READING PASSAGE —
------------------------------

Re: [Neo4j] Re: Load very large CSV into Neo4j

mohsen Fri, 12 Dec 2014 02:27:00 -0800

Thanks Michael for following my problem. In groovy script, the output was 
still with nodes. It is not feasible to use enum for relationshipTypes, 
types are URIs of ontology predicates coming from CSV file, and there are 
many of them. However, I think the problem is that this script requires 
more than 10GB heap, because it needs to store the nodes in memory (map) to 
use them later for creating relationships. So, I guess even reducing mmio 
mapping size won't solve the problem, will try it though tomorrow.


Regarding the batch-import command, do you have any idea why I am getting 
that error? 

On Friday, December 12, 2014 1:40:56 AM UTC-8, Michael Hunger wrote:
>
> It would have been good if you had taken a thread dump from the groovy 
> script.
>
> but if you look at the memory:
>
> off heap = 2+2+1+1 => 6
> heap = 10
> leaves nothing for OS
>
> probably the heap gc's as well.
>
> So you have to reduce the mmio mapping size
>
> Was the output still with nodes or already rels?
>
> Perhaps also replace DynamicRelationshipType.withName(line.Type) with an 
> enum
>
> you can also extend trace to output number of nodes and rels
>
> Would you be able to share your csv files?

------------------------------

DATA ENTRIES —
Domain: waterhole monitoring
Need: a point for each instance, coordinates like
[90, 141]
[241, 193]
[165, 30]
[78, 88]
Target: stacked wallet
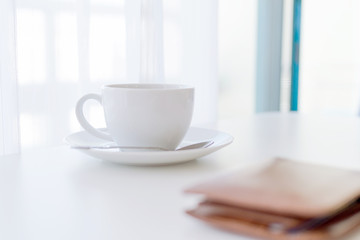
[282, 199]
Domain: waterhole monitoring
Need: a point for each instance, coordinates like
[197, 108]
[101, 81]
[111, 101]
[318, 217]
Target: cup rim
[148, 86]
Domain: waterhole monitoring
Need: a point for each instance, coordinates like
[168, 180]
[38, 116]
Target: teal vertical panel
[294, 97]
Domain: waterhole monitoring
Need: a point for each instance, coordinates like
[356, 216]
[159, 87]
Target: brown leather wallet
[282, 199]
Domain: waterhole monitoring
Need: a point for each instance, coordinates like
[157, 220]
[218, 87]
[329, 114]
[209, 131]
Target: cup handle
[82, 120]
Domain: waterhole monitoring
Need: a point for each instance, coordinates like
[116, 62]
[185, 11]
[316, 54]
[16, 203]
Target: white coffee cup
[142, 115]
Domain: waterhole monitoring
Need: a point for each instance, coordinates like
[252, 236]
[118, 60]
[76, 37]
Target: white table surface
[60, 193]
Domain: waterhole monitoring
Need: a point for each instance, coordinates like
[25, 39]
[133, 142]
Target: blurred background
[66, 48]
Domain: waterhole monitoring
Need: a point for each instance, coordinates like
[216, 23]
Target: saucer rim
[157, 158]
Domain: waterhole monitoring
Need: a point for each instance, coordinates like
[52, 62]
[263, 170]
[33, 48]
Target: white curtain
[66, 48]
[9, 128]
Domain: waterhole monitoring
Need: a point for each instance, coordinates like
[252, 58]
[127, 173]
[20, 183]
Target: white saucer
[154, 157]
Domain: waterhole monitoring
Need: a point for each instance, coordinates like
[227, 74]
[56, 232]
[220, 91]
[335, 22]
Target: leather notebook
[282, 199]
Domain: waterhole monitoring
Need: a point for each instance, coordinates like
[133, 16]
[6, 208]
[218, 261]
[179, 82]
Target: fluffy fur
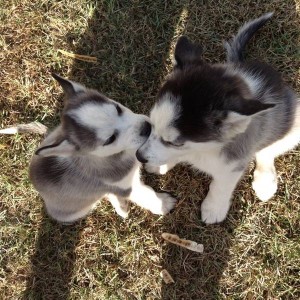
[221, 116]
[91, 154]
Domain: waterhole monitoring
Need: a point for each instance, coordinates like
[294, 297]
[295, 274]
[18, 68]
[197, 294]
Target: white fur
[208, 157]
[162, 116]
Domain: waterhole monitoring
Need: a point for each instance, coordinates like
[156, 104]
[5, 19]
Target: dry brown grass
[254, 254]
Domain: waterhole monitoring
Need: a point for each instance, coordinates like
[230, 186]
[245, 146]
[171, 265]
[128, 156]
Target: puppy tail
[236, 46]
[34, 127]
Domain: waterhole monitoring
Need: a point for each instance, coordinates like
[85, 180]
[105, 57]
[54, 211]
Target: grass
[254, 254]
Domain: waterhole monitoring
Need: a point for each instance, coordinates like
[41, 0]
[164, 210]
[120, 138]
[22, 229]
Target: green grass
[254, 254]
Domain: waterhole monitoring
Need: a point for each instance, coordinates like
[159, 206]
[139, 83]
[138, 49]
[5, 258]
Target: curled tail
[236, 46]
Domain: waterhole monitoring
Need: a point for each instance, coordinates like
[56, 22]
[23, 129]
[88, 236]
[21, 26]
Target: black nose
[140, 158]
[146, 129]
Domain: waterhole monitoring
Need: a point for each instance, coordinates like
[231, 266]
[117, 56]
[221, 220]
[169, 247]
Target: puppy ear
[70, 87]
[63, 148]
[187, 53]
[246, 107]
[240, 114]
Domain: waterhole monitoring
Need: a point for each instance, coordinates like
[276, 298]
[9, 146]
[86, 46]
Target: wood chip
[167, 278]
[175, 239]
[34, 127]
[86, 58]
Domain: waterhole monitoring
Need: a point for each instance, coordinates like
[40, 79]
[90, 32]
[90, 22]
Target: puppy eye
[110, 140]
[167, 143]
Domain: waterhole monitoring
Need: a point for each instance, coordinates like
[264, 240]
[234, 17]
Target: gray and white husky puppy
[218, 117]
[91, 154]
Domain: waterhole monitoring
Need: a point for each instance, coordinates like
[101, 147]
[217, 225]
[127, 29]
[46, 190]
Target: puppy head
[94, 124]
[199, 106]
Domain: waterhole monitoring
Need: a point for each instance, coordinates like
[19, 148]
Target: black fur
[236, 46]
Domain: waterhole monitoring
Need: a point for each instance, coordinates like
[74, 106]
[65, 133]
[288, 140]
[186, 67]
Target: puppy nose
[140, 157]
[146, 129]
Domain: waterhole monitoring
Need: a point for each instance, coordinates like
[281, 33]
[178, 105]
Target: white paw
[214, 211]
[264, 184]
[161, 170]
[163, 205]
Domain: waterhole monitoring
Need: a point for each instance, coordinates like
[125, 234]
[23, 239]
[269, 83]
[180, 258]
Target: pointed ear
[246, 107]
[240, 114]
[186, 52]
[235, 123]
[70, 87]
[63, 148]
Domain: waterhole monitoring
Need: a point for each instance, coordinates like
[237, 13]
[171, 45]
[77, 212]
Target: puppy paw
[161, 170]
[164, 204]
[264, 184]
[214, 211]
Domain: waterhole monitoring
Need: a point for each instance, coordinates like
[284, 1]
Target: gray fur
[228, 114]
[236, 46]
[90, 156]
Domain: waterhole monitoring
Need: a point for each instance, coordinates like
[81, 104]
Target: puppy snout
[146, 129]
[140, 157]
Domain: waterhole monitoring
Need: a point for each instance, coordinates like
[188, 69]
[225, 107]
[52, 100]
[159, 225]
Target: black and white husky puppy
[218, 117]
[91, 154]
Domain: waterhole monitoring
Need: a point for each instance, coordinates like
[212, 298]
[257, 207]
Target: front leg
[144, 196]
[121, 205]
[216, 204]
[161, 170]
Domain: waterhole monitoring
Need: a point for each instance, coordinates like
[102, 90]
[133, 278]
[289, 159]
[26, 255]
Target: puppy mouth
[140, 157]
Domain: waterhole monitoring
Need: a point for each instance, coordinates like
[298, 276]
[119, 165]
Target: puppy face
[199, 106]
[94, 124]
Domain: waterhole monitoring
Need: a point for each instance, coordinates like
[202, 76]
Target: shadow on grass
[132, 42]
[53, 261]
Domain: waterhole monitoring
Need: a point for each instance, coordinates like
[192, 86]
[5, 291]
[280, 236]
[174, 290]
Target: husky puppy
[91, 154]
[218, 117]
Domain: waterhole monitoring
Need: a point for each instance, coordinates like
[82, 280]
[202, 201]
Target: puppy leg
[216, 204]
[157, 203]
[144, 196]
[161, 170]
[121, 205]
[265, 178]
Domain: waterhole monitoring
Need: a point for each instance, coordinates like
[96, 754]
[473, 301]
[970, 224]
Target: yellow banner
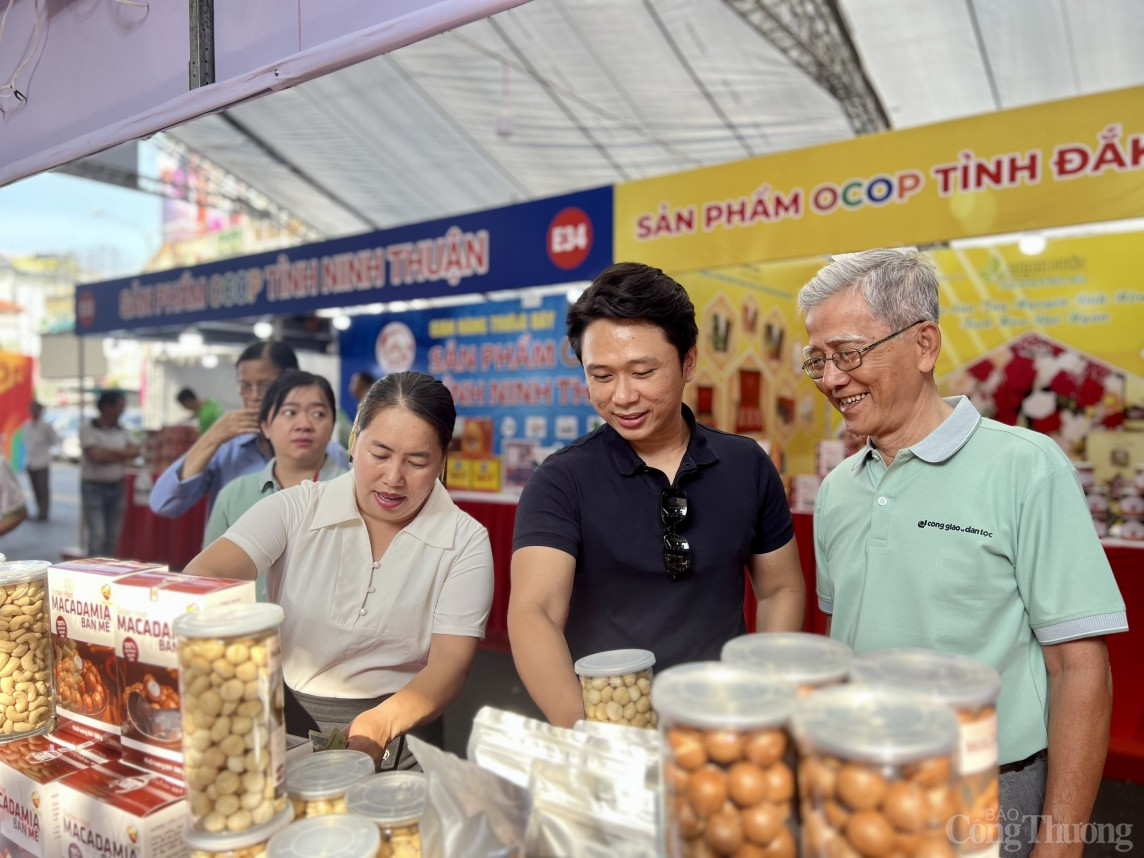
[1073, 161]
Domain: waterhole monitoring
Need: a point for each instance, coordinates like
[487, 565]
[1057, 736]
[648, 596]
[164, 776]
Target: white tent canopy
[557, 95]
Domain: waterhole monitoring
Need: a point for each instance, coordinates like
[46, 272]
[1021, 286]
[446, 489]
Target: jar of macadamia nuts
[810, 661]
[251, 843]
[233, 729]
[338, 835]
[971, 689]
[317, 784]
[25, 650]
[395, 801]
[728, 784]
[616, 686]
[875, 773]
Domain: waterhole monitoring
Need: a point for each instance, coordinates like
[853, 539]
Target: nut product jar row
[970, 689]
[616, 686]
[25, 650]
[875, 773]
[729, 787]
[233, 725]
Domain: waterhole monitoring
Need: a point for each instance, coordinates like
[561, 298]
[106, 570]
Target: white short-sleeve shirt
[355, 628]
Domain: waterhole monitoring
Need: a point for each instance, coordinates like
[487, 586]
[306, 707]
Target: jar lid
[796, 656]
[20, 571]
[229, 841]
[713, 694]
[614, 662]
[954, 680]
[229, 620]
[336, 835]
[326, 773]
[391, 797]
[875, 723]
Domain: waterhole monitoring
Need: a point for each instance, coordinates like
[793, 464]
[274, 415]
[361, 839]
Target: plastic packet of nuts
[509, 744]
[590, 810]
[469, 812]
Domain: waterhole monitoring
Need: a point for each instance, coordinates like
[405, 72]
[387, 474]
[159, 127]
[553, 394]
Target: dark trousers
[41, 491]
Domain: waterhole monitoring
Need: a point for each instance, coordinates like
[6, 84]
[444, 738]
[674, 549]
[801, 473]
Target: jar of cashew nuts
[395, 801]
[810, 661]
[233, 728]
[616, 686]
[728, 785]
[970, 688]
[25, 650]
[338, 835]
[317, 784]
[875, 773]
[251, 843]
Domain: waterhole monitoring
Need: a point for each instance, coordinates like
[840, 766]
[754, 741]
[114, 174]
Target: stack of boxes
[108, 778]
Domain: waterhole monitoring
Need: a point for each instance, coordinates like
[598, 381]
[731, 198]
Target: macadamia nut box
[147, 658]
[31, 773]
[117, 810]
[82, 622]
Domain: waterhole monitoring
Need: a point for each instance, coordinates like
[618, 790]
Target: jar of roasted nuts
[970, 688]
[395, 801]
[616, 686]
[25, 650]
[233, 728]
[339, 835]
[317, 784]
[728, 786]
[875, 773]
[251, 843]
[810, 661]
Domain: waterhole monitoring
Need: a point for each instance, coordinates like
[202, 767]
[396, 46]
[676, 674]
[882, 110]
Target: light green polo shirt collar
[435, 524]
[939, 445]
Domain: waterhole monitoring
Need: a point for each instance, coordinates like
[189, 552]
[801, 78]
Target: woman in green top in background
[296, 418]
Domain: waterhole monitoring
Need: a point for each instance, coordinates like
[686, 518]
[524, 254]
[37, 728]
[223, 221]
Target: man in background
[206, 411]
[39, 438]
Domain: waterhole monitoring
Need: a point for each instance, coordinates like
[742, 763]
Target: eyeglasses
[848, 358]
[673, 511]
[260, 389]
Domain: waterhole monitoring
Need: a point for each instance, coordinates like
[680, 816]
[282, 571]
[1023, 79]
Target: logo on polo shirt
[956, 527]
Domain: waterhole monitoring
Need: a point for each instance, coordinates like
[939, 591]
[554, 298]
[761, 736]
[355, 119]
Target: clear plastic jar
[233, 728]
[340, 835]
[395, 801]
[728, 784]
[251, 843]
[317, 784]
[810, 661]
[25, 650]
[616, 686]
[875, 773]
[970, 688]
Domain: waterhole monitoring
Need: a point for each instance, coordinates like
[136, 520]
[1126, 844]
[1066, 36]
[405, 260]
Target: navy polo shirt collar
[628, 462]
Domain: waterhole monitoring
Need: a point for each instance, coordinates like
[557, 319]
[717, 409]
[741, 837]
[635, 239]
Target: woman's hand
[371, 731]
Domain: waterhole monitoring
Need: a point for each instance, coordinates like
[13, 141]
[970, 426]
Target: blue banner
[554, 240]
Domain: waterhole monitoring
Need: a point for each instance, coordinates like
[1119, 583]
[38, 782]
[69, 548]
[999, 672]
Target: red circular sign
[570, 238]
[85, 308]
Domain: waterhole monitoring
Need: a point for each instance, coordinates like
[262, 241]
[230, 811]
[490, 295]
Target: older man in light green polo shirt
[959, 533]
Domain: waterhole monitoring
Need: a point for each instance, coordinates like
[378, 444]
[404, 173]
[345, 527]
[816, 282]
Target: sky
[112, 230]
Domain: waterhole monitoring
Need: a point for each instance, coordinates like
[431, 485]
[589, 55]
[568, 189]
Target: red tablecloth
[148, 537]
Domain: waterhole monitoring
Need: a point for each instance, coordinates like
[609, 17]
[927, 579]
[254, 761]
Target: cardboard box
[117, 810]
[31, 772]
[82, 622]
[147, 658]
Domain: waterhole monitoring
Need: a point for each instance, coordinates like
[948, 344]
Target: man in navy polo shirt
[636, 535]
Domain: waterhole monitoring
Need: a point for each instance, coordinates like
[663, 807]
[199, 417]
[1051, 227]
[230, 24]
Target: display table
[157, 539]
[1126, 748]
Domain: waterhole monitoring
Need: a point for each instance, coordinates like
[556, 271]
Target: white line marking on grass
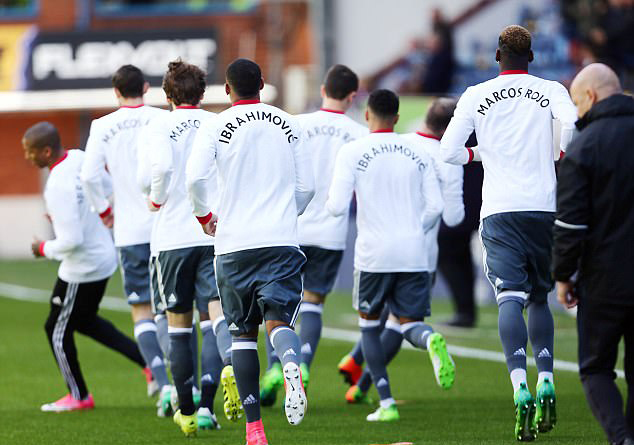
[23, 293]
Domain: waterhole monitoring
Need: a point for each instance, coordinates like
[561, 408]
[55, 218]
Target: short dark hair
[184, 83]
[515, 42]
[43, 134]
[245, 77]
[439, 114]
[129, 81]
[383, 103]
[340, 81]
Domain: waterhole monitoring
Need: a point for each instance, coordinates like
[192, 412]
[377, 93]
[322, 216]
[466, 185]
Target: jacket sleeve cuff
[204, 219]
[106, 212]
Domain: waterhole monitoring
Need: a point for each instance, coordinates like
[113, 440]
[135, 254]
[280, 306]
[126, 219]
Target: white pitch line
[23, 293]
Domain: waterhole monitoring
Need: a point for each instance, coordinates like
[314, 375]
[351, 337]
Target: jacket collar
[616, 105]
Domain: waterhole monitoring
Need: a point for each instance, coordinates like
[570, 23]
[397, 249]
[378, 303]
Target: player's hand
[35, 248]
[151, 206]
[566, 295]
[107, 217]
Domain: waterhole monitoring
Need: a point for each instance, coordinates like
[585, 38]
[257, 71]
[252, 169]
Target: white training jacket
[169, 143]
[512, 116]
[450, 178]
[324, 132]
[398, 200]
[264, 177]
[112, 144]
[82, 243]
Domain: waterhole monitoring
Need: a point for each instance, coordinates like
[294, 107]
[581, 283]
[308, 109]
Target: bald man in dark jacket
[594, 236]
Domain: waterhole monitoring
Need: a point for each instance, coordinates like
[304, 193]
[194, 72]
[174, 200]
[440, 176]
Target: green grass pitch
[478, 410]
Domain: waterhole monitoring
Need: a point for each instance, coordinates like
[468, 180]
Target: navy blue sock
[182, 367]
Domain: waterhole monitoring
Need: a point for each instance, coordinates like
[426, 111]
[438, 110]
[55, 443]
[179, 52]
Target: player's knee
[313, 297]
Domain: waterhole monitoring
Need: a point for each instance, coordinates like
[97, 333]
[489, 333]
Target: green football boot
[271, 382]
[546, 414]
[525, 427]
[444, 367]
[303, 367]
[384, 415]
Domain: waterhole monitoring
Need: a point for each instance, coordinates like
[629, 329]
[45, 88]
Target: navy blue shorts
[407, 294]
[135, 271]
[517, 249]
[321, 268]
[182, 277]
[260, 284]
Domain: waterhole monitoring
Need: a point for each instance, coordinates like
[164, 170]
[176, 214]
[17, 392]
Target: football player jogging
[512, 116]
[322, 237]
[112, 142]
[450, 179]
[183, 266]
[398, 200]
[88, 259]
[264, 182]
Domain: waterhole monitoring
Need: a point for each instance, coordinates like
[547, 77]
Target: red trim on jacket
[59, 161]
[204, 219]
[427, 135]
[332, 111]
[105, 213]
[246, 102]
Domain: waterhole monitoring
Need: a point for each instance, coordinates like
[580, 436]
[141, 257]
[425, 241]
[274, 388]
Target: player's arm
[565, 112]
[432, 197]
[64, 214]
[453, 212]
[342, 185]
[462, 125]
[161, 166]
[304, 179]
[573, 216]
[92, 175]
[200, 173]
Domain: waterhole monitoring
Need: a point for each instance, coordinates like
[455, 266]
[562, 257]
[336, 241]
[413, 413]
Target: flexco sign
[88, 59]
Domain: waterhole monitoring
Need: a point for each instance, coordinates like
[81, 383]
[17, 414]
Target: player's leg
[135, 272]
[537, 231]
[369, 295]
[320, 273]
[600, 327]
[391, 339]
[59, 329]
[351, 365]
[176, 270]
[273, 378]
[279, 290]
[411, 303]
[505, 265]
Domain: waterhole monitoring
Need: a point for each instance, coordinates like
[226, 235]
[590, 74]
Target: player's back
[512, 116]
[87, 251]
[115, 137]
[323, 133]
[389, 175]
[170, 139]
[255, 150]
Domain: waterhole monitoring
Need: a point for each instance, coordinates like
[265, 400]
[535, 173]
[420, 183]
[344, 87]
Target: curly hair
[184, 83]
[515, 41]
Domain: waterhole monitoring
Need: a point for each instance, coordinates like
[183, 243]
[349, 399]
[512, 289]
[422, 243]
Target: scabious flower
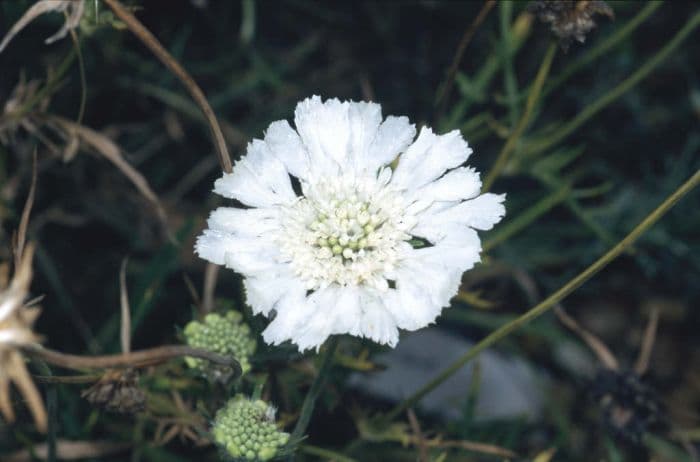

------------------------------

GIVEN TASK 1 —
Answer these from the Neo4j CSV import thread:
(a) What does mohsen say the relationship types are?
(b) What total does Michael Hunger give for off-heap memory?
(c) With what does Michael Hunger suggest replacing DynamicRelationshipType.withName(line.Type)?
GIVEN TASK 2 — Carry the Neo4j CSV import thread on past its final line.
The material above comes from a different source than the forum thread on loading CSV into Neo4j.

EXPECTED OUTPUT 1 —
(a) They are URIs of ontology predicates coming from the CSV file, and there are many of them.
(b) 6 (2+2+1+1).
(c) An enum.

EXPECTED OUTPUT 2 —
>
> Michael
>
>
>
> On Fri, Dec 12, 2014 at 10:08 AM, mohsen <[email protected] 
> <javascript:>> wrote:
>
>> I could not load the data using Groovy too. I increased groovy heap size 
>> to 10G before running the script (using JAVA_OPTS). My machine has 16G of 
>> RAM. It halts when it loads 41M rows from nodes.csv:
>>
>>
>> log: 
>> ....
>> 41200000 rows 38431 ms
>> 41300000 rows 50988 ms 
>> 41400000 rows 63747 ms 
>> 41500000 rows 112758 ms 
>> 41600000 rows 326497 ms
>>
>> After logging 41,600,000 rows, nothing happened. I waited 2 hours there 
>> was not any progress. The process was still taking CPU but there was NOT 
>> any free memory at that time. I guess that's the reason for that. I have 
>> attached my groovy script where you can find the memory configurations. I 
>> guess something goes wrong with memory since it stopped when all my 
>> system's memory was used.
>>
>> I then switched back to batch-import tool with stacktrace. I think the 
>> error I got last time was due to small heap size because I did not get that 
>> error this time (after allocating 10GB heap). Anyway, I have exactly 
>> 86983375 
>> nodes and it could load the nodes this time, but I got another error:  
>>
>>  Nodes
>>
>> [INPUT-------------|ENCODER-----------------------------------------|WRITER] 
>>> 86M
>>
>> Calculate dense nodes
>>> Import error: InputRelationship:
>>>    properties: []
>>>    startNode: 
>>> file:///Users/mohsen/Desktop/Music%20RDF/echonest/analyze-example.rdf#signal
>>>    endNode: 82A4CB6E-7250-1634-DBB8-0297C5259BB1
>>>    type: http://purl.org/ontology/echonest/beatVariance specified start 
>>> node that hasn't been imported
>>> java.lang.RuntimeException: InputRelationship:
>>>    properties: []
>>>    startNode: 
>>> file:///Users/mohsen/Desktop/Music%20RDF/echonest/analyze-example.rdf#signal
>>>    endNode: 82A4CB6E-7250-1634-DBB8-0297C5259BB1
>>>    type: http://purl.org/ontology/echonest/beatVariance specified start 
>>> node that hasn't been imported
>>> at 
>>> org.neo4j.unsafe.impl.batchimport.staging.StageExecution.stillExecuting(StageExecution.java:54)
>>> at 
>>> org.neo4j.unsafe.impl.batchimport.staging.PollingExecutionMonitor.anyStillExecuting(PollingExecutionMonitor.java:71)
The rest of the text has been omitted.